<<<<
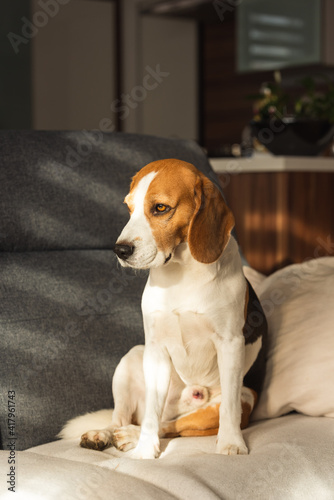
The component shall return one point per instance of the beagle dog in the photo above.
(203, 360)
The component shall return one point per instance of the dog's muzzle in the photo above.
(123, 251)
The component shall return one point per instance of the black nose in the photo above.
(123, 251)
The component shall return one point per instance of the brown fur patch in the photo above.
(204, 422)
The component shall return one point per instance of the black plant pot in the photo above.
(293, 137)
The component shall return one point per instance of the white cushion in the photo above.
(299, 304)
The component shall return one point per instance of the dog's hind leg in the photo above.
(205, 421)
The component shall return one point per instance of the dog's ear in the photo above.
(212, 223)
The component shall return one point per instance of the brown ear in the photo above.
(211, 225)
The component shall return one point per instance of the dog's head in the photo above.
(171, 202)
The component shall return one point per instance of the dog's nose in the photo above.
(123, 251)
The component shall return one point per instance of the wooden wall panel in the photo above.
(226, 108)
(282, 218)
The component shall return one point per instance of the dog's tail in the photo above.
(90, 421)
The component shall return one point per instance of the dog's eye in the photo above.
(160, 208)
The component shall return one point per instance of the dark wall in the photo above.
(15, 65)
>>>>
→ Task
Reproduce each record from above exactly; pictures do not belong in the copy.

→ Task response
The component shall return one point per instance of the beagle dog in the photo above.
(203, 360)
The component shall return one point per instance of the dog's muzzle in the photo above.
(123, 251)
The component shall return one point per instance of the black nose in the photo above.
(123, 251)
The component shall return one point per instance of the brown fur patch in the photo above.
(204, 422)
The component shall return one point per instance of the black plant pot in the photo above.
(293, 137)
The component shall return one point per instance of the white cushion in the photo above.
(299, 304)
The component shall return one point per instance of the dog's hind leg in the photo above.
(205, 421)
The component shall return one point per instance of the dog's ear in the photo above.
(212, 223)
The component shall return one point per instance of the brown ear in the photo above.
(211, 225)
The component shall return one point per instance of the dog's head in the photo above.
(171, 202)
The component shall return one point per instance of the dog's nose in the photo above.
(123, 251)
The component shall return one point per instance of the wooden wall panel in the photo above.
(226, 108)
(282, 218)
The component shall return one point per instance of the dog's tail in the photo above.
(90, 421)
The component shall return one point per instance of the dog's eye in the photo above.
(160, 208)
The component shall return one point per instance of the dark wall in the photo above.
(15, 65)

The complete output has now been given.